» **Action item**: Wherever a line in the records below contains "drop", copy that line.

» **Record set**:
════
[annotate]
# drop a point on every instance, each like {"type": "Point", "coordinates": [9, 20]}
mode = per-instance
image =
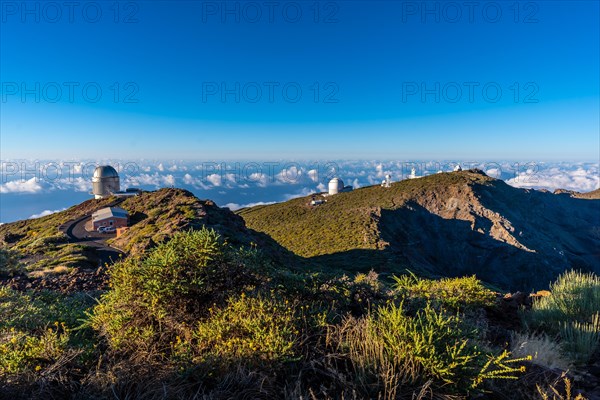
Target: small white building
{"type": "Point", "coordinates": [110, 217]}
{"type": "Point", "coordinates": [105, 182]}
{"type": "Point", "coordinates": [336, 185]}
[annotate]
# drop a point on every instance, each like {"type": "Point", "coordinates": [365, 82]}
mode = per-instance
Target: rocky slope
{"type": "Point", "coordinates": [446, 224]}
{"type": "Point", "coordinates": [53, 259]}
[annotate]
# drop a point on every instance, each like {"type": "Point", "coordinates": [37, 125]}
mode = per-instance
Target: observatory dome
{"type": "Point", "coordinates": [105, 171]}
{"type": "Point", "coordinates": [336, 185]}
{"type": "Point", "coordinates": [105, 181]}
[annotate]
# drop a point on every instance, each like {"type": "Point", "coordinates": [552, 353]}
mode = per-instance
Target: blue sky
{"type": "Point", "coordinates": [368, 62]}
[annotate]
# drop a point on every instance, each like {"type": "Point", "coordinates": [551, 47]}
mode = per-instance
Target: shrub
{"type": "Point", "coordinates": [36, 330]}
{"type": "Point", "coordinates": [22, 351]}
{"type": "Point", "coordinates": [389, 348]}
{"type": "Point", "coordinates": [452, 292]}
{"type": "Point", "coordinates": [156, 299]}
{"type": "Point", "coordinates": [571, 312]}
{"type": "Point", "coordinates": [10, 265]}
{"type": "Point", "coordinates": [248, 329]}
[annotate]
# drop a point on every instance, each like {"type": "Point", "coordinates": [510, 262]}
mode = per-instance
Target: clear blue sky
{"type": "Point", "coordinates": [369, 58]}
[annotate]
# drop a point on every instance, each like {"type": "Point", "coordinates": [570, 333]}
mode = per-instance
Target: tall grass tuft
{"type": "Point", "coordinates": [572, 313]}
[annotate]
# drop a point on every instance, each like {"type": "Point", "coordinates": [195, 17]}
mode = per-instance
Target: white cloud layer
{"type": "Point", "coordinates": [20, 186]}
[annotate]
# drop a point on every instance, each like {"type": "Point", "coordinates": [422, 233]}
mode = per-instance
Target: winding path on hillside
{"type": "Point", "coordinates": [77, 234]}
════
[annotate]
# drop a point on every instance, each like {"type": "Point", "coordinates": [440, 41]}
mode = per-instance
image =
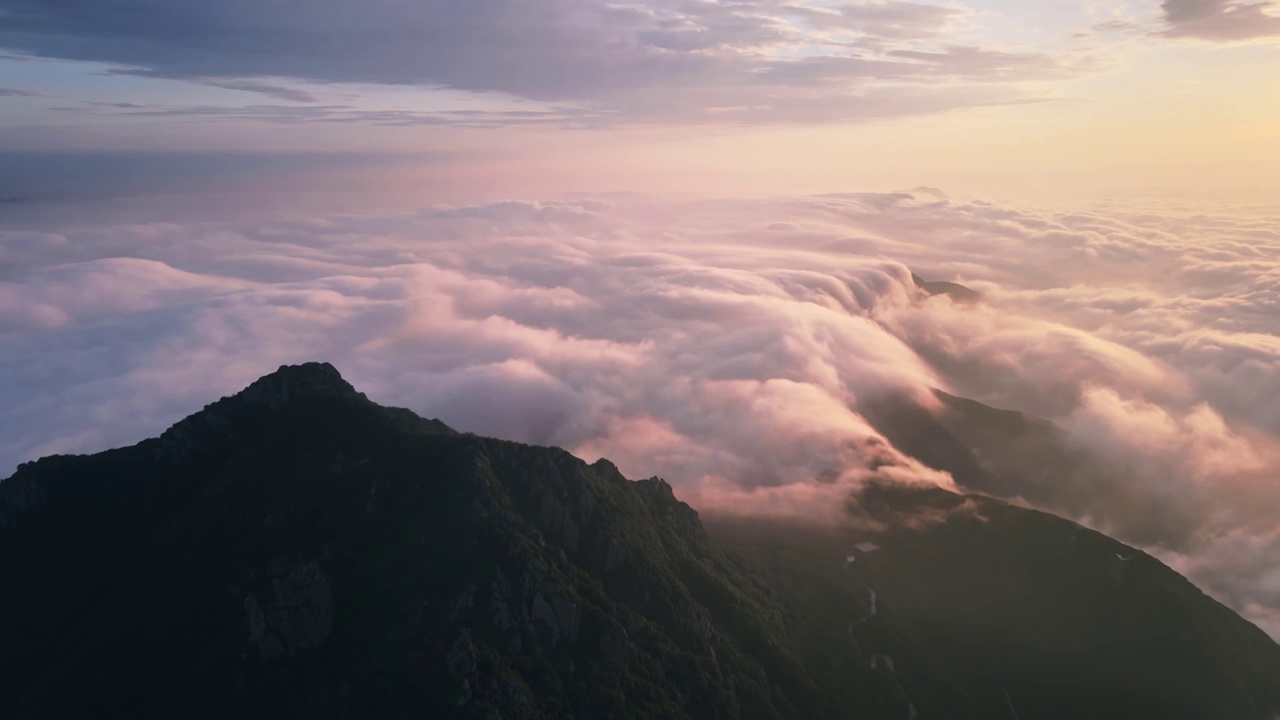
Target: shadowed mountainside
════
» **Answer to this problem**:
# drop a point on every instance, each like {"type": "Point", "coordinates": [9, 20]}
# drop a point on every instance, each like {"type": "Point", "coordinates": [365, 82]}
# drop a point on every instance, each like {"type": "Point", "coordinates": [37, 125]}
# drop a point on every instance, each like {"type": "Point", "coordinates": [552, 353]}
# drop a point on every instance, each like {"type": "Point", "coordinates": [551, 47]}
# drop a point on every instance, each like {"type": "Point", "coordinates": [510, 262]}
# drop a point on every instance, each like {"type": "Point", "coordinates": [570, 333]}
# drop a point on every instance, each like {"type": "Point", "coordinates": [195, 17]}
# drop a point on every instance, each like {"type": "Point", "coordinates": [422, 233]}
# drop a point on every instance, each like {"type": "Point", "coordinates": [440, 41]}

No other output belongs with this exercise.